**Problem statement:** With the first line as the start and the line containing "76L83 97L88 98L89" as the end, write out every line of the records exactly.

━━━━

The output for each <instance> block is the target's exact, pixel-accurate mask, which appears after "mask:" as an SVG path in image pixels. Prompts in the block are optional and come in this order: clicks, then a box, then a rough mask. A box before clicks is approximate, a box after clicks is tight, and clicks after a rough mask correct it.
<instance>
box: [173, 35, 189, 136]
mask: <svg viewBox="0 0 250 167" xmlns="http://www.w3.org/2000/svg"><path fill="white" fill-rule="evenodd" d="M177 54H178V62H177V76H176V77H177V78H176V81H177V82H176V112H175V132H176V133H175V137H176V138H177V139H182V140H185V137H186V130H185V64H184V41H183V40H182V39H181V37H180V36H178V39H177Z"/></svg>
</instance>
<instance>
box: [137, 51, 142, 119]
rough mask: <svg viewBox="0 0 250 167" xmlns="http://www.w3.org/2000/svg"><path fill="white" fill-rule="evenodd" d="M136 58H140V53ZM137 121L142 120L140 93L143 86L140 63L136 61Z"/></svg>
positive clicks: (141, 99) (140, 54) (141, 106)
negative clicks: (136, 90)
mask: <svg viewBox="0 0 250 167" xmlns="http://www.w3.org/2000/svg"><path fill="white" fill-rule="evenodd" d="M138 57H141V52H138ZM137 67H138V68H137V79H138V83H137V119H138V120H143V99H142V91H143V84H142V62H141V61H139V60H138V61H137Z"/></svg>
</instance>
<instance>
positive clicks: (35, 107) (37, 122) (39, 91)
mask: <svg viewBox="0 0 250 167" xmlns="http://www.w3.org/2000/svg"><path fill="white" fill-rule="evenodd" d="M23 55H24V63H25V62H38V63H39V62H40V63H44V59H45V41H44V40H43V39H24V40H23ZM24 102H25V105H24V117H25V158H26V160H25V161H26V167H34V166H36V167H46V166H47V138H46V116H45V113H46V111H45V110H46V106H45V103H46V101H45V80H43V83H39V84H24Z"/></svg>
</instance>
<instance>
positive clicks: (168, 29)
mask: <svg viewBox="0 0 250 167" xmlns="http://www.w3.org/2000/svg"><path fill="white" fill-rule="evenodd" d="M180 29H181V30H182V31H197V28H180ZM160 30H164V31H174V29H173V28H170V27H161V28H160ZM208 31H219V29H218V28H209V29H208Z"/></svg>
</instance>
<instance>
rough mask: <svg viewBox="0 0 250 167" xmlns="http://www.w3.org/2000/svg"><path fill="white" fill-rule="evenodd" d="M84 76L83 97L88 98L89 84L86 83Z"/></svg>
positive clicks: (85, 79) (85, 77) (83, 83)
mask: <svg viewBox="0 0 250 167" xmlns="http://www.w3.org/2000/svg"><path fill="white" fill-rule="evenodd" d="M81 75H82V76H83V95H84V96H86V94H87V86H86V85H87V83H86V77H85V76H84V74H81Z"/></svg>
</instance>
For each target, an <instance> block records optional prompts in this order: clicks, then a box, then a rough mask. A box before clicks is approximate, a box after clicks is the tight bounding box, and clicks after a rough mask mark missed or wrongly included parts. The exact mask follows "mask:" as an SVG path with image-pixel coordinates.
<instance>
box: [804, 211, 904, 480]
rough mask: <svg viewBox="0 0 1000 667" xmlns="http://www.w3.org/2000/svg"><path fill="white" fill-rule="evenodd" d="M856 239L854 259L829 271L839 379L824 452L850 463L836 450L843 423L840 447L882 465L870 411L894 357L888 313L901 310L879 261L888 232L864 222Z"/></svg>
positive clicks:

━━━━

**Task response:**
The output for each <instance> block is the target's exact, pixel-accurate mask, which appears after "mask:" as an SVG path in image pixels. Prompts in the block are optional and come in this order: clicks, then a box, then a rough mask. A box before clicks is approximate, a box after clicks is tight, and clicks after a rough mask correct it.
<instance>
box: [173, 35, 189, 136]
mask: <svg viewBox="0 0 250 167" xmlns="http://www.w3.org/2000/svg"><path fill="white" fill-rule="evenodd" d="M177 54H178V62H177V76H176V77H177V78H176V81H177V82H176V112H175V132H176V133H175V137H176V138H177V139H182V140H185V137H186V130H185V64H184V41H183V40H182V39H181V37H180V36H178V39H177Z"/></svg>
</instance>
<instance>
box: [137, 51, 142, 119]
rough mask: <svg viewBox="0 0 250 167" xmlns="http://www.w3.org/2000/svg"><path fill="white" fill-rule="evenodd" d="M136 58H140V53ZM137 121L142 120L140 93L143 86L140 63L136 61Z"/></svg>
positive clicks: (141, 99) (140, 54) (141, 106)
negative clicks: (136, 90)
mask: <svg viewBox="0 0 250 167" xmlns="http://www.w3.org/2000/svg"><path fill="white" fill-rule="evenodd" d="M138 57H141V52H138ZM137 67H138V68H137V79H138V83H137V119H138V120H143V99H142V91H143V84H142V62H141V61H139V60H138V61H137Z"/></svg>
</instance>
<instance>
positive clicks: (35, 107) (37, 122) (39, 91)
mask: <svg viewBox="0 0 250 167" xmlns="http://www.w3.org/2000/svg"><path fill="white" fill-rule="evenodd" d="M23 55H24V63H25V62H38V63H39V62H40V63H44V59H45V41H44V40H43V39H24V40H23ZM24 102H25V105H24V117H25V158H26V160H25V161H26V167H34V166H36V167H46V166H47V138H46V116H45V113H46V111H45V110H46V106H45V103H46V101H45V80H43V83H39V84H24Z"/></svg>
</instance>
<instance>
positive clicks: (168, 29)
mask: <svg viewBox="0 0 250 167" xmlns="http://www.w3.org/2000/svg"><path fill="white" fill-rule="evenodd" d="M180 29H181V30H182V31H197V28H180ZM160 30H164V31H174V29H173V28H170V27H161V28H160ZM208 31H219V29H218V28H209V29H208Z"/></svg>
</instance>
<instance>
rough mask: <svg viewBox="0 0 250 167" xmlns="http://www.w3.org/2000/svg"><path fill="white" fill-rule="evenodd" d="M84 76L83 97L88 98L89 84L86 83Z"/></svg>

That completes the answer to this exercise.